Stored records
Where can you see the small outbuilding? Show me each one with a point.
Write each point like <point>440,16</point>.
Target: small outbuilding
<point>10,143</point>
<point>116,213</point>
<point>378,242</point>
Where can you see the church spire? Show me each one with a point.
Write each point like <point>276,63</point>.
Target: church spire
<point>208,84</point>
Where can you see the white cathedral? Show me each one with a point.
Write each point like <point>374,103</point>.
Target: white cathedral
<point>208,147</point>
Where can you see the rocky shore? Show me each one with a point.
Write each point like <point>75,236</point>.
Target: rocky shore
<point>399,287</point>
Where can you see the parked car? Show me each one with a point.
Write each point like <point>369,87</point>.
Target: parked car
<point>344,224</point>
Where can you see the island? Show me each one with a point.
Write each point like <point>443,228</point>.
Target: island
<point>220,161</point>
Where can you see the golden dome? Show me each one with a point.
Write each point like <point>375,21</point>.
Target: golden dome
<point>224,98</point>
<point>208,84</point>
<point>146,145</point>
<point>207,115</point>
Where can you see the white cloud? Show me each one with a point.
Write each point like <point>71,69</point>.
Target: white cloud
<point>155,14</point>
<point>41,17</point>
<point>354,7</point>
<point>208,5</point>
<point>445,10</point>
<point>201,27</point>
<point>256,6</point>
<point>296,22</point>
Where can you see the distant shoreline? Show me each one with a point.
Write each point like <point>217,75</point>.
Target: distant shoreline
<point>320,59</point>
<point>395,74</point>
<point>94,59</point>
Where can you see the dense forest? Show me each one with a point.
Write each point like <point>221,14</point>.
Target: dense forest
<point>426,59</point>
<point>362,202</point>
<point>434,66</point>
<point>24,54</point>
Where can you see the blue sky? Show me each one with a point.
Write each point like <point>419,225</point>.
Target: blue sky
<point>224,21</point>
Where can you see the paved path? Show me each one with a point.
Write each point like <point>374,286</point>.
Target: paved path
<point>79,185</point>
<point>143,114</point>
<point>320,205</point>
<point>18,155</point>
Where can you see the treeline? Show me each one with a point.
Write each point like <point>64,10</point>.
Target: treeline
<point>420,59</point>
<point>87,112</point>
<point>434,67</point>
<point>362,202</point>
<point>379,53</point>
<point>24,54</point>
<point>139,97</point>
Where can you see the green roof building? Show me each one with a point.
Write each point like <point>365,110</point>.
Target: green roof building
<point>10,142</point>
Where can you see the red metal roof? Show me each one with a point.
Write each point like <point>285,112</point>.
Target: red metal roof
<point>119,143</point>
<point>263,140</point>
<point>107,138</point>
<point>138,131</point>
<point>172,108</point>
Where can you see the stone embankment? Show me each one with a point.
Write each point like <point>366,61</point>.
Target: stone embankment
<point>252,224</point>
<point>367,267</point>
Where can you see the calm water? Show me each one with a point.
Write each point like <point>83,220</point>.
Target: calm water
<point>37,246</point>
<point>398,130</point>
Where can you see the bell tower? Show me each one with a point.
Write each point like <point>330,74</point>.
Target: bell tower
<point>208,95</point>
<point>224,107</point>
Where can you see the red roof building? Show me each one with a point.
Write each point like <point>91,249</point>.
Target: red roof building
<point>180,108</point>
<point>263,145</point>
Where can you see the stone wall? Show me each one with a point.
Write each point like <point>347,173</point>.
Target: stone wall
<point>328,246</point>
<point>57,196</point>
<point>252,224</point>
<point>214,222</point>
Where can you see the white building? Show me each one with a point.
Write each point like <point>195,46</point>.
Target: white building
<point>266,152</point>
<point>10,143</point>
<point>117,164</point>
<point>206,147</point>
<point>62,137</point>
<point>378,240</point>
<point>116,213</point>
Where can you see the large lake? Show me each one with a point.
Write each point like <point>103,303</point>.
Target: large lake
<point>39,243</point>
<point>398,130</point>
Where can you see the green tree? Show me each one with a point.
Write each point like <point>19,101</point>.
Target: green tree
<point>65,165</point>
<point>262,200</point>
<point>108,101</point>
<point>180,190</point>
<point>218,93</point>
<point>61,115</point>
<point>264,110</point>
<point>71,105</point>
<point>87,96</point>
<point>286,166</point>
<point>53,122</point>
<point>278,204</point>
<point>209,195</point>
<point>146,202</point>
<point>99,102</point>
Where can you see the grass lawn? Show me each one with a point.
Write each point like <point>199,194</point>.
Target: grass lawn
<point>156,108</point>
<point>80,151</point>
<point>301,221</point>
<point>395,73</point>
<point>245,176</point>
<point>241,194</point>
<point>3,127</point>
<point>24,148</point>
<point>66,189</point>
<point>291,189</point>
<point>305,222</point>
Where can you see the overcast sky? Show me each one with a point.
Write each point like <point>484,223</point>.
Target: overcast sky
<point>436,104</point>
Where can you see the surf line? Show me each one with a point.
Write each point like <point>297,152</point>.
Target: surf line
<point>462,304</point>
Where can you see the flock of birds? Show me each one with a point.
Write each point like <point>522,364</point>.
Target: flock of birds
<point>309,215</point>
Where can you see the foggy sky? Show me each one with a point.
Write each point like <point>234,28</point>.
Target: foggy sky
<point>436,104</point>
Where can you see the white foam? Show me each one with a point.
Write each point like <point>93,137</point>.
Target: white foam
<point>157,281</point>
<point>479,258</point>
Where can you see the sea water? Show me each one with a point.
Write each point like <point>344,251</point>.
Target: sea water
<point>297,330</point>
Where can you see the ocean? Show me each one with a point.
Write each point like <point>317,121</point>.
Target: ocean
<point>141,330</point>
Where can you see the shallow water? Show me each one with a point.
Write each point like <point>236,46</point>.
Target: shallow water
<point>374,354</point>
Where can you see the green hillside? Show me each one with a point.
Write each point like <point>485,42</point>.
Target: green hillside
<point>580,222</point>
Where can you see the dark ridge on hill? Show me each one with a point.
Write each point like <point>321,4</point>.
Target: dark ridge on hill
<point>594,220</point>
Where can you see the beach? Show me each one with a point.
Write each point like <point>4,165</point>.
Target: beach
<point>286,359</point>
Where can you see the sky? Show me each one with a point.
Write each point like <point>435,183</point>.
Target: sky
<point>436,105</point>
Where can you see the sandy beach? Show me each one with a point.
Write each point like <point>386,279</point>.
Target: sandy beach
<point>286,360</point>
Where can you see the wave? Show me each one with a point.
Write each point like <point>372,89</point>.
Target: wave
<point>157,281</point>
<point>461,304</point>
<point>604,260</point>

TASK TO CARRY OUT
Reproduce every line of the data above without any change.

ANSWER TO THE TASK
Where can you see the small outbuilding? Show me each one with a point.
Write each point like <point>440,16</point>.
Target: small outbuilding
<point>10,143</point>
<point>116,213</point>
<point>378,242</point>
Where can you see the church spire? Show me each one with a point.
Write each point like <point>276,63</point>.
Target: church spire
<point>208,84</point>
Where can you see the white cathedral? Show me each one with a point.
Write each point like <point>374,103</point>.
Target: white cathedral
<point>208,147</point>
Where can you see the rocky shore? Show me each one with a point.
Write each point like <point>75,236</point>.
Target: rocky shore
<point>399,287</point>
Where can you see the parked car? Show me each one with a point.
Write each point like <point>369,87</point>.
Target: parked car
<point>344,224</point>
Where can you see the island? Show me each one with a point.
Write each point like <point>443,228</point>.
Target: island
<point>220,161</point>
Where can you see the golden dome? Show me each one with a point.
Write each point like <point>375,21</point>.
Target: golden dome
<point>224,98</point>
<point>208,84</point>
<point>146,145</point>
<point>207,115</point>
Where can you see the white cloud? Show me each one with a point.
Write each point like <point>71,69</point>.
Target: white cloud
<point>155,14</point>
<point>41,17</point>
<point>354,7</point>
<point>208,5</point>
<point>445,10</point>
<point>201,27</point>
<point>256,6</point>
<point>296,22</point>
Where can you see the distant shoreline? Show me each one with a point.
Write each point like <point>217,75</point>.
Target: distant shoreline
<point>320,59</point>
<point>395,74</point>
<point>94,59</point>
Where can you see the dense forest? Show me each one with a point.
Write each point like <point>221,14</point>.
Target: dense forest
<point>426,59</point>
<point>362,202</point>
<point>434,66</point>
<point>24,54</point>
Where can you see the blue sky? Show me each one with a point.
Write each point like <point>419,225</point>.
Target: blue sky
<point>224,21</point>
Where can you see the paved path? Show me each one with a point.
Write each point like <point>374,286</point>.
Target: paved path
<point>79,185</point>
<point>143,114</point>
<point>320,205</point>
<point>18,155</point>
Where can you see the treeline? Show me each one with a point.
Write each point like <point>64,10</point>.
Target: treeline
<point>420,59</point>
<point>87,112</point>
<point>434,67</point>
<point>362,202</point>
<point>379,53</point>
<point>24,54</point>
<point>139,97</point>
Where can you see the green roof building? Show me each one with a point.
Write each point like <point>365,110</point>.
Target: green roof building
<point>10,142</point>
Where can you see the red metal roof? Show me each one with a point.
Write each point like <point>285,112</point>.
Target: red metal roof
<point>119,143</point>
<point>263,140</point>
<point>107,138</point>
<point>138,131</point>
<point>172,108</point>
Where can you see the stone embankment? Show me each one with a point.
Write each point like <point>366,61</point>.
Target: stone embankment
<point>252,224</point>
<point>367,267</point>
Where can you see the calm water? Show me each one with a point.
Write each point like <point>83,220</point>.
Target: calm water
<point>37,246</point>
<point>398,130</point>
Where can you see the bell tower? Show me each one with a point.
Write each point like <point>330,74</point>.
Target: bell tower
<point>208,95</point>
<point>224,107</point>
Where can you see the red roof building? Show me each one with a point.
Write each point like <point>91,249</point>.
Target: red roof building
<point>180,108</point>
<point>263,145</point>
Where can you see the stone wall? Show me each one with a point.
Write each point like <point>347,173</point>.
Target: stone wall
<point>328,246</point>
<point>57,196</point>
<point>252,224</point>
<point>214,222</point>
Where can you see the white building? Show me each one with a point.
Write each point like <point>195,46</point>.
Target: white building
<point>266,152</point>
<point>10,143</point>
<point>117,164</point>
<point>206,147</point>
<point>62,137</point>
<point>378,240</point>
<point>116,213</point>
Where can you see the large lake? Show me each one with a point.
Write each point like <point>103,303</point>.
Target: large lake
<point>39,243</point>
<point>398,130</point>
Where can you see the green tree? Show me each one with a point.
Write each point like <point>19,101</point>.
Target: green tree
<point>65,165</point>
<point>262,200</point>
<point>108,101</point>
<point>180,190</point>
<point>218,93</point>
<point>61,115</point>
<point>264,110</point>
<point>71,105</point>
<point>87,96</point>
<point>286,166</point>
<point>53,122</point>
<point>278,204</point>
<point>209,195</point>
<point>146,202</point>
<point>99,102</point>
Where can you see the grass lawn? Show me each one with a point.
Write each point like <point>199,194</point>.
Target: grass lawn
<point>156,108</point>
<point>80,151</point>
<point>301,221</point>
<point>395,73</point>
<point>245,176</point>
<point>241,194</point>
<point>3,127</point>
<point>24,148</point>
<point>66,189</point>
<point>291,189</point>
<point>305,222</point>
Where can you see the overcast sky? Show me each one with a point.
Write each point like <point>484,223</point>.
Target: overcast sky
<point>436,104</point>
Where can you see the surf line? Show me each one with a point.
Write each point like <point>297,152</point>.
Target: surf line
<point>462,304</point>
Where can you see the flock of birds? Show me each one with a point.
Write each point like <point>522,364</point>.
Target: flock of birds
<point>309,215</point>
Where can you see the foggy sky? Show me each one with a point.
Write each point like <point>234,28</point>.
Target: foggy sky
<point>436,104</point>
Where can you see the white foam? Show me each one with a point.
Write each point like <point>93,137</point>.
Target: white foam
<point>157,281</point>
<point>479,258</point>
Where can you see the sea water? Show me each one with a point.
Write each point like <point>344,251</point>.
Target: sea water
<point>297,330</point>
Where can you see the ocean? Show me each one with a point.
Write each point like <point>317,121</point>.
Target: ocean
<point>141,330</point>
Where can you see the shallow water? Show me each one with a point.
Write each point like <point>236,46</point>.
Target: shallow water
<point>374,354</point>
Where can you see the green hillside? Show me each one with a point.
Write each point like <point>485,42</point>.
Target: green hillside
<point>580,222</point>
Where can you see the dark ridge on hill? Show me each one with a point.
Write each point like <point>321,4</point>.
Target: dark ridge on hill
<point>594,220</point>
Where can you see the beach? Show me each one with a point.
Write each point like <point>4,165</point>.
Target: beach
<point>286,359</point>
Where can you see the sky? Show me each one with a point.
Write each point like <point>435,183</point>.
Target: sky
<point>436,105</point>
Where can you see the sandy beach? Show me each one with a point.
Write each point like <point>386,279</point>.
Target: sandy beach
<point>286,360</point>
Where can you see the wave? Show me each one with a point.
Write each point like <point>372,89</point>.
Target: wave
<point>157,281</point>
<point>461,304</point>
<point>604,260</point>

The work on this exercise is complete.